Segment Start: Data to process

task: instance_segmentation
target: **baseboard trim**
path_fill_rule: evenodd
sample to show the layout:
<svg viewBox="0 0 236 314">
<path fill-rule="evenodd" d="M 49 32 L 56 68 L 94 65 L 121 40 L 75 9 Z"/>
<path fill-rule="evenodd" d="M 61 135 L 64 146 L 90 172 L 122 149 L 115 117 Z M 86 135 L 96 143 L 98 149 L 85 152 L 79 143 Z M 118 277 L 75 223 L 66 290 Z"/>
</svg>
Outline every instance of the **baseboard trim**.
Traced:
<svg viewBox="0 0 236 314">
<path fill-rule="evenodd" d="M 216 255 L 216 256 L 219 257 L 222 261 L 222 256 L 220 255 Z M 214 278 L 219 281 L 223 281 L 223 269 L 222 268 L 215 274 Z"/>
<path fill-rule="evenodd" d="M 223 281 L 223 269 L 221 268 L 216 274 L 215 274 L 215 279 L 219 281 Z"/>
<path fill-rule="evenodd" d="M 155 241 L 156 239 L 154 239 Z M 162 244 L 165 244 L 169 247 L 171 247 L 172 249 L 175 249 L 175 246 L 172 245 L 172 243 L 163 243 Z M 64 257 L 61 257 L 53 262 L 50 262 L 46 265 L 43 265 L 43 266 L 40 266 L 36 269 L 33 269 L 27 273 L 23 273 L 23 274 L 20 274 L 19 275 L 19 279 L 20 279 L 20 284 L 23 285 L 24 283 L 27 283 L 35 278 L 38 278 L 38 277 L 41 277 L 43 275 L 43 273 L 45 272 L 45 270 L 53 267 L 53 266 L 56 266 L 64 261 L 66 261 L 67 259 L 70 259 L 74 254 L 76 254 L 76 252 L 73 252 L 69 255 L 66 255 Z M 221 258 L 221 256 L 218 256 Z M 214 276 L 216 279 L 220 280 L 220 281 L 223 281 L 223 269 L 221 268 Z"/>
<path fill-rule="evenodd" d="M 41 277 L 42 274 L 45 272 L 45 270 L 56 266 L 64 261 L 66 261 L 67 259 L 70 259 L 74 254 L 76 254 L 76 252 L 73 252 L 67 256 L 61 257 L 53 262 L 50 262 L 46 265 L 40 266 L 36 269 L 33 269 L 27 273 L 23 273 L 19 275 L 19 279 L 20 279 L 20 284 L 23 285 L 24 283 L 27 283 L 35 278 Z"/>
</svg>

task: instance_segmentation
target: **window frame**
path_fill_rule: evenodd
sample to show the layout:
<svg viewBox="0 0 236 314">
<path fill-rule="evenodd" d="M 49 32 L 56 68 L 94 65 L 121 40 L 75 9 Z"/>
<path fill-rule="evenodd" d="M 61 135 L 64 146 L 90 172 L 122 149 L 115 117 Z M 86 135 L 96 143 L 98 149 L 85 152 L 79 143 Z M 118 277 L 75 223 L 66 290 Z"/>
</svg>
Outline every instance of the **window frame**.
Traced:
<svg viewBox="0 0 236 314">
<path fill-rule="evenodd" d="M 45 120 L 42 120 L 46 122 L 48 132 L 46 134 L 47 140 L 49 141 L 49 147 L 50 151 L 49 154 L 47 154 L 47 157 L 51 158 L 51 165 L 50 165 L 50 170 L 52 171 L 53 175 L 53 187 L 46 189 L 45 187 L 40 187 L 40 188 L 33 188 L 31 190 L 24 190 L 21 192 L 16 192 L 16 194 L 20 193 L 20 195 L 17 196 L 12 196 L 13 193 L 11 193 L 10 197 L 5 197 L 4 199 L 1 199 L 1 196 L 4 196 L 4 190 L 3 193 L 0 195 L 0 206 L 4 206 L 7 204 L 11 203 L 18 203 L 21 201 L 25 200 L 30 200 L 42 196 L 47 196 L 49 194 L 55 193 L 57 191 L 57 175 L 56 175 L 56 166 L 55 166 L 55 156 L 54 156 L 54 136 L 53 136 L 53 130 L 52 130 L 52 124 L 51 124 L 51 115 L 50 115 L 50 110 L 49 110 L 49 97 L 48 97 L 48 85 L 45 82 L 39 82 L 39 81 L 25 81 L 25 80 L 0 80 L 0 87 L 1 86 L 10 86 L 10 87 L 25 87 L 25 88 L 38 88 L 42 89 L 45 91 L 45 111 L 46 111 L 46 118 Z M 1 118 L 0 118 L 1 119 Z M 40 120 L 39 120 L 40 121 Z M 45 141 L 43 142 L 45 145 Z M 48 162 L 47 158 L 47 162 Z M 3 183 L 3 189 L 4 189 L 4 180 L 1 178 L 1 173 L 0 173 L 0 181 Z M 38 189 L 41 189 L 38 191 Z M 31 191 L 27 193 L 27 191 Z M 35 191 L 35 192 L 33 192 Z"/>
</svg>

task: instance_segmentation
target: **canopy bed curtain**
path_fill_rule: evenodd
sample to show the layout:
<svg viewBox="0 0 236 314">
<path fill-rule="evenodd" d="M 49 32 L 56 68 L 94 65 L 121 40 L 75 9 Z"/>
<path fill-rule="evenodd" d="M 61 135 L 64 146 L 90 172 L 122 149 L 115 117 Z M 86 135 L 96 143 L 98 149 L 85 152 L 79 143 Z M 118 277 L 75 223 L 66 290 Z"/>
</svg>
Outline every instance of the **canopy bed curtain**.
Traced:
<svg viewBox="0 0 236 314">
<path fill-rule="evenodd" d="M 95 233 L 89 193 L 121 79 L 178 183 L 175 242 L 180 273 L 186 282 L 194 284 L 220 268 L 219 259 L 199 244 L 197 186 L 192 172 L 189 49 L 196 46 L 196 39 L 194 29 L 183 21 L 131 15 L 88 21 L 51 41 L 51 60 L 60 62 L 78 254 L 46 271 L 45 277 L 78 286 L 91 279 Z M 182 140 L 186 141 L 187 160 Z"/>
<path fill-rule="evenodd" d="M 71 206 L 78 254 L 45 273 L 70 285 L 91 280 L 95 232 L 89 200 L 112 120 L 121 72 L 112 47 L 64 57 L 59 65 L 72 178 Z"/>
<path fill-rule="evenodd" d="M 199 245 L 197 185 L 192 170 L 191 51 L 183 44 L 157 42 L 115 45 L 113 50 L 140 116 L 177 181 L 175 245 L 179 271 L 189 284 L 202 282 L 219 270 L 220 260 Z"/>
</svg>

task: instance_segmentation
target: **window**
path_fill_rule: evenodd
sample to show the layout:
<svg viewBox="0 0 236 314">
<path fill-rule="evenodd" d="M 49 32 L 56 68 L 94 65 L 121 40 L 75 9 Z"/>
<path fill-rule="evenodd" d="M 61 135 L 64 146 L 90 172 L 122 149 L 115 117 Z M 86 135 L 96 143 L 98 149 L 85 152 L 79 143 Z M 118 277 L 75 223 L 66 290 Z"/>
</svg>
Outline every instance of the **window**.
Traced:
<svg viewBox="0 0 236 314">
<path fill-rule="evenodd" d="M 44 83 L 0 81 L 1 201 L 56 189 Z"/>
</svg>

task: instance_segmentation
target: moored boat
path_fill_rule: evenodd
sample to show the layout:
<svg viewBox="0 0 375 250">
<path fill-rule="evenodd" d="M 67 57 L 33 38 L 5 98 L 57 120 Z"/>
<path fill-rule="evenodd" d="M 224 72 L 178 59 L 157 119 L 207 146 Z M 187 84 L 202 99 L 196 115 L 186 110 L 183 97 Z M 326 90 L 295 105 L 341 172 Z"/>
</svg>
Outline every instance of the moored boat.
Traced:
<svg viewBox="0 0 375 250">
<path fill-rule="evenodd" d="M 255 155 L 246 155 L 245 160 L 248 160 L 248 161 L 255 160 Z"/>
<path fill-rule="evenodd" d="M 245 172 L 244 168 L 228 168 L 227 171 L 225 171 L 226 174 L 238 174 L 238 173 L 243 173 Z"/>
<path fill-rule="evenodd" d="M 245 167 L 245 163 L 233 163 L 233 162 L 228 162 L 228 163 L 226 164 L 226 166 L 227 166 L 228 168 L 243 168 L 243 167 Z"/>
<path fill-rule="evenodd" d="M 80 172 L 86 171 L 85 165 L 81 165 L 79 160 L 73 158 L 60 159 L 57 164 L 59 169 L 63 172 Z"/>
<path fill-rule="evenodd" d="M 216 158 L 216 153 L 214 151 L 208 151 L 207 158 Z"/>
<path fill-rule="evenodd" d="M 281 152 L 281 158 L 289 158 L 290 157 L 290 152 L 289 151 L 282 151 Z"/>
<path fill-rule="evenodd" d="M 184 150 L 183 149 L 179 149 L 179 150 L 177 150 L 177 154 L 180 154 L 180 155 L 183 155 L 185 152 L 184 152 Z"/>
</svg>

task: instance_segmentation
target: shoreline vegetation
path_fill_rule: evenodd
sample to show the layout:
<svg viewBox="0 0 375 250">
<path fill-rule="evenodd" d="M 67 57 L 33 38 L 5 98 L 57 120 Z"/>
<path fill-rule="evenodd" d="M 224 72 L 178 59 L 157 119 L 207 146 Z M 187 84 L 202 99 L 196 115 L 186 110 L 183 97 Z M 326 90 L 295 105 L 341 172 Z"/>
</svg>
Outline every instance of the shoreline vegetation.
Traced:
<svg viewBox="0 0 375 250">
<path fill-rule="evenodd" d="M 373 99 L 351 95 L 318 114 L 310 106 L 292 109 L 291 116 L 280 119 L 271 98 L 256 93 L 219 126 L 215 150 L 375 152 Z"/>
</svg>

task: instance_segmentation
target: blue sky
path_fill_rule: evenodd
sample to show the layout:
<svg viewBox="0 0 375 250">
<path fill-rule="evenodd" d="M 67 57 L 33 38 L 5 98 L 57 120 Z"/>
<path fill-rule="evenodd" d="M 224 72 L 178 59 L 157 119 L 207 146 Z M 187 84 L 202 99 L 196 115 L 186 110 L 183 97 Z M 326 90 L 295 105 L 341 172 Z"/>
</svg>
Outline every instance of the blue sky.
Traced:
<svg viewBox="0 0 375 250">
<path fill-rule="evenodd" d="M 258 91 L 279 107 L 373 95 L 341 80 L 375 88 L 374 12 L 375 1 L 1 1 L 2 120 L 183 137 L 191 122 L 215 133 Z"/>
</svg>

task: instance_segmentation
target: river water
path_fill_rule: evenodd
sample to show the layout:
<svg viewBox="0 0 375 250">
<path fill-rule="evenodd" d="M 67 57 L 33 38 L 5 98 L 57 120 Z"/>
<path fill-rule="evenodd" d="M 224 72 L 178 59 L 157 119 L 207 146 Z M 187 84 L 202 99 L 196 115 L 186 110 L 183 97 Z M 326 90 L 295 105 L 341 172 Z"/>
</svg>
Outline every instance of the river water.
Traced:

Segment End: Data to process

Search the listing above for "canopy" and copy every line that holds it.

target: **canopy bed curtain**
Outline every instance of the **canopy bed curtain**.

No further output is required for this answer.